> **EXERCISE REQUIREMENTS**:
In the text about wounded troops and their families, how many wounded service members had the Pentagon counted as of April 29, 2008?
━━━━━ TEXT ━━━━━
If this survival rate is heartening, the flip side is that many of these injuries are fearsome and require extended and complicated care. Part of the reason is that the nature of warfare has changed: today’s troops face a constant threat of IEDs. When these makeshift bombs detonate, they throw off pressure waves so intense that bystanders’ brains literally bang around in their skulls. “These are enormous explosions,” says Glasser. “The physics are astonishing—they will turn over a 70-ton tank. Anyone caught in the blast wave is going to be in trouble.” Sometimes injured brain tissue swells so dramatically that part of the skull must be removed to let the brain expand.

As of April 29, 2008, the Pentagon counted 31,848 wounded service members in the current conflicts. Independent experts say that is a conservative figure. They estimate the number of brain injuries alone might total 320,000, or 20 percent of the 1.64 million who have served so far—a number that S. Ward Casscells, the assistant secretary of defense for health affairs, calls “plausible.” In addition to the physical injuries, there are thousands of cases of depression and posttraumatic stress disorder (PTSD). Last year military screeners detected psychological symptoms in 31 percent of Marines, 38 percent of soldiers, and 49 percent of National Guardsmen returning from war.

For many of the newly injured, most in their late teens and 20s, the logical direction to turn for care is toward Mom and Dad. Many of the wounded are still single. Others are married to partners who can’t or don’t want to care for gravely injured spouses. As a result, across the nation, parents end up scrubbing burn wounds, suctioning tracheostomy tubes, and bathing their adult children. They assist with physical and occupational therapy. They fight for benefits. They deal with mental health crises and help children who have brain injuries to relearn skills. They drive back and forth to Veterans Affairs (VA) hospitals for outpatient appointments. In short, they put their own lives on hold.

Patty and Bob Harvey, both 58, for example, were looking forward to retiring early and moving from the Los Angeles area to northern California’s Humboldt County. But their son, Private First Class Nick Harvey, returned from Iraq in April 2005 with a mental illness that requires him to live at home, under his parents’ constant supervision. With 27-year-old Nick’s health their top priority, relocating is now not an option. “We can’t take him away from his comfort zone,” Patty says. “We don’t know what might cause a psychotic break.”
Veterans’ groups say the Harveys’ story is not unusual. “I know many parents who are entering late middle age, some in their 50s and 60s, who are now full-time caregivers,” says John Melia, executive director of the Jacksonville, Florida-based Wounded Warrior Project, which assists severely injured service members and their families. “Lifelong dreams have been shattered. The things that you do in your golden years—they’re not getting to do that kind of stuff because they’ve now got another job: full-time caregiver.”

Back in Landstuhl, Germany, Cynthia Lefever’s pleas to her son not to die paid off. Despite the doctor’s grim prognosis, Rory Dunn did survive. One day after he arrived in Germany, he was transferred to Walter Reed Army Medical Center in Washington, D.C., still in a coma. “We were told he’s not gonna wake up,” Cynthia recalls. “Then we were told if he does wake up, he’s gonna be pretty much a vegetable.” But when he did regain consciousness six weeks later, Rory knew his name. When he said, through the speaking valve of his tracheostomy tube, “I’m all right,” one of the doctors lifted Cynthia and twirled her around in an impromptu dance of celebration.
━━━━━ DATA ━━━━━
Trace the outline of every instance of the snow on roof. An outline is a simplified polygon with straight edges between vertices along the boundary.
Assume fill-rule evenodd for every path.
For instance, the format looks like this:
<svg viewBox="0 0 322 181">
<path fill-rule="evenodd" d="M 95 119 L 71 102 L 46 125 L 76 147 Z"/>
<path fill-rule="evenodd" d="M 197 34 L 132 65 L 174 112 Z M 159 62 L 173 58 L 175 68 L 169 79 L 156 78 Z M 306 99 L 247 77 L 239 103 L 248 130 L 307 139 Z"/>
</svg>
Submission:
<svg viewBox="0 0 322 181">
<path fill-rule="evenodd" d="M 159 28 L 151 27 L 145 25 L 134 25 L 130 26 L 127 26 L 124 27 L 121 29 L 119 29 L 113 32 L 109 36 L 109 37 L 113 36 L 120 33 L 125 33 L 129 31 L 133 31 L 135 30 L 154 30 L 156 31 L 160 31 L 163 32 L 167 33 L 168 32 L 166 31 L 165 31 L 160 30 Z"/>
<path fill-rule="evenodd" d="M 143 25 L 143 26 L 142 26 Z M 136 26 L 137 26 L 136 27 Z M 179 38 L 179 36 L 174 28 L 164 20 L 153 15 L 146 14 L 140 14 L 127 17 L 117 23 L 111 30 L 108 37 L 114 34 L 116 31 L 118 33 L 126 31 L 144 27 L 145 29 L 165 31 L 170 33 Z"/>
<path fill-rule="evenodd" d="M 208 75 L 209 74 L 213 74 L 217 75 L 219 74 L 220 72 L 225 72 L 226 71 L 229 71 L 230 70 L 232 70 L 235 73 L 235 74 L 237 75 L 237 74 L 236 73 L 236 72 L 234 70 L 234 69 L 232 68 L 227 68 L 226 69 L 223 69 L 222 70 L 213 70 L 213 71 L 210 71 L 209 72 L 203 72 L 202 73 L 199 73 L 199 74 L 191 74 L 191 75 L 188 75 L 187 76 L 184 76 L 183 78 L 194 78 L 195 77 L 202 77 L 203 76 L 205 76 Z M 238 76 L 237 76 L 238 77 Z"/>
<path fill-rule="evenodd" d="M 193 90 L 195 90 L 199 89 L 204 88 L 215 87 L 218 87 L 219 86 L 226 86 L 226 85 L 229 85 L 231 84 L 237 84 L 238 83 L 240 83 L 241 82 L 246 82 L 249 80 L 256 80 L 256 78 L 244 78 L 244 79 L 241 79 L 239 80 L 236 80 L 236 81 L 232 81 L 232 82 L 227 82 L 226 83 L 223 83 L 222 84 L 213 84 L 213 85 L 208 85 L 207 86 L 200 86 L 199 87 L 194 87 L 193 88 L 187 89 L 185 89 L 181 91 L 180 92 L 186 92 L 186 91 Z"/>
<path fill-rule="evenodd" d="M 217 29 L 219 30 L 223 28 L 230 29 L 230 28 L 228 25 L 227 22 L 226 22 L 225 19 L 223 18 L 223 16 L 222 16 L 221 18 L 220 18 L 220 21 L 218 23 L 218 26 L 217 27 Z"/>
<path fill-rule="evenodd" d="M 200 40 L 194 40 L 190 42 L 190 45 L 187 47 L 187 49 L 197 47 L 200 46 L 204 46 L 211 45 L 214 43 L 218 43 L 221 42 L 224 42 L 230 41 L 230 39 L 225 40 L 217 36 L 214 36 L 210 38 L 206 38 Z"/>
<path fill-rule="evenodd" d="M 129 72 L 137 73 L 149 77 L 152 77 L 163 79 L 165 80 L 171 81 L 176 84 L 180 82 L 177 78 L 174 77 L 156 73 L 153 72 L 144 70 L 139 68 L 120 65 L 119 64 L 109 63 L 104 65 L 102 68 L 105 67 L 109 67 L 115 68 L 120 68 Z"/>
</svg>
━━━━━
> **RESPONSE**:
31,848